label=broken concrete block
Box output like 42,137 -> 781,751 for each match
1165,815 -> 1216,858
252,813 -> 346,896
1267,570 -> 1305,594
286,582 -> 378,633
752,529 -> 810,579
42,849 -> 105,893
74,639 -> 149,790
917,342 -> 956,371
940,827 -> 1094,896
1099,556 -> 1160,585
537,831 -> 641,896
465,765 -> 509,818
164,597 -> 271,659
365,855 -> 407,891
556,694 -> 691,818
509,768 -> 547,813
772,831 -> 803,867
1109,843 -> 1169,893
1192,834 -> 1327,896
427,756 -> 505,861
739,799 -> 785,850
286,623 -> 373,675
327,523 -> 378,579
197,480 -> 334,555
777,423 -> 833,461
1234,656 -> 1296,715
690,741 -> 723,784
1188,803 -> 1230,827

# # # # # # #

■ What this task involves
Recast every entry above as a numbered list, omitting blank lines.

■ Exercise answer
1. label=broken concrete block
2. Box output like 42,137 -> 781,751 for each match
3. 1165,815 -> 1216,858
4. 252,813 -> 346,896
5. 1267,570 -> 1305,594
6. 286,582 -> 378,633
7. 752,529 -> 810,579
8. 42,849 -> 105,893
9. 74,639 -> 149,790
10. 917,342 -> 956,371
11. 940,827 -> 1094,896
12. 1099,556 -> 1160,585
13. 537,831 -> 641,896
14. 465,765 -> 509,818
15. 164,597 -> 271,659
16. 365,855 -> 407,891
17. 556,694 -> 691,818
18. 509,768 -> 547,813
19. 772,831 -> 803,867
20. 1109,843 -> 1169,893
21. 1192,834 -> 1327,896
22. 427,756 -> 505,861
23. 739,799 -> 785,850
24. 286,623 -> 373,675
25. 327,523 -> 378,579
26. 197,480 -> 334,555
27. 777,423 -> 833,461
28. 1234,656 -> 1296,715
29. 690,741 -> 723,784
30. 1188,803 -> 1230,827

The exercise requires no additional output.